# Anyone know anything bout Indian archery bows???



## crispy7229 (Jul 10, 2007)

I got this bow for free and tryin to get some info on it. all it says on the limb is

IA 
263-58"
Savage
by
Indian Archery

I have added some pics just wanna know what i got age wise and if it is worth anything.


----------



## Viper1 (Aug 21, 2003)

c -

IA made a lot of "inexpensive" bows in the 60's and early 70's. Mediocre shooters, but not terrible. (My first laminated bow was an IA Cochise). Given the length and IA limb design, I'd expect a fairly early stack point on that one. Doubt it's worth much, unless some one out there is an IA collector.

Viper1 out.


----------



## Mythos Archery (Jul 19, 2008)

If I understand right, Indian Archery was based out of Indiana. yours looks pretty original with the. Indian silhouette seems to be in good shape. Ebay wise, I have seen them go for $50 all the way to $300...

### [EXTRACTED MATERIAL]
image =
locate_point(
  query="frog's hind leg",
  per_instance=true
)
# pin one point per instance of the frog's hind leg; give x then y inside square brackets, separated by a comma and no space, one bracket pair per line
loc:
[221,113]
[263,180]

### [TASK SET]
(a) Do these statements agree with the Indian Archery bow thread? For each, answer yes or no and quote the deciding words of the thread. (i) Viper1's first laminated bow was an IA Cochise. (ii) Viper1 expects the bow to be worth a good deal to most buyers. (iii) Mythos Archery has seen these bows sell on eBay for between $50 and $300.
(b) Can you carry on the Indian Archery bow thread from the point where its last post stops?

### [TASK RESULTS]
(a)
(i) Yes: "My first laminated bow was an IA Cochise."
(ii) No: "Doubt it's worth much, unless some one out there is an IA collector."
(iii) Yes: "Ebay wise, I have seen them go for $50 all the way to $300"

(b)
----------



## crispy7229 (Jul 10, 2007)

*thanks*

my 7 yr old daughter loves it so believe i'm get a new string and her some pink fletch arrows and give it to her.


----------



## Curve1 (Nov 25, 2009)

My first recurve was a Indian Archery Seneca[ not sure]....my Dad bought it for me in 1974. They were decent bows.


----------



## alanraw (Feb 18, 2005)

Great looking bow, though. Zebrawood?


----------



## crispy7229 (Jul 10, 2007)

not for sure my bearcat is Zebra wood and they look alot diff.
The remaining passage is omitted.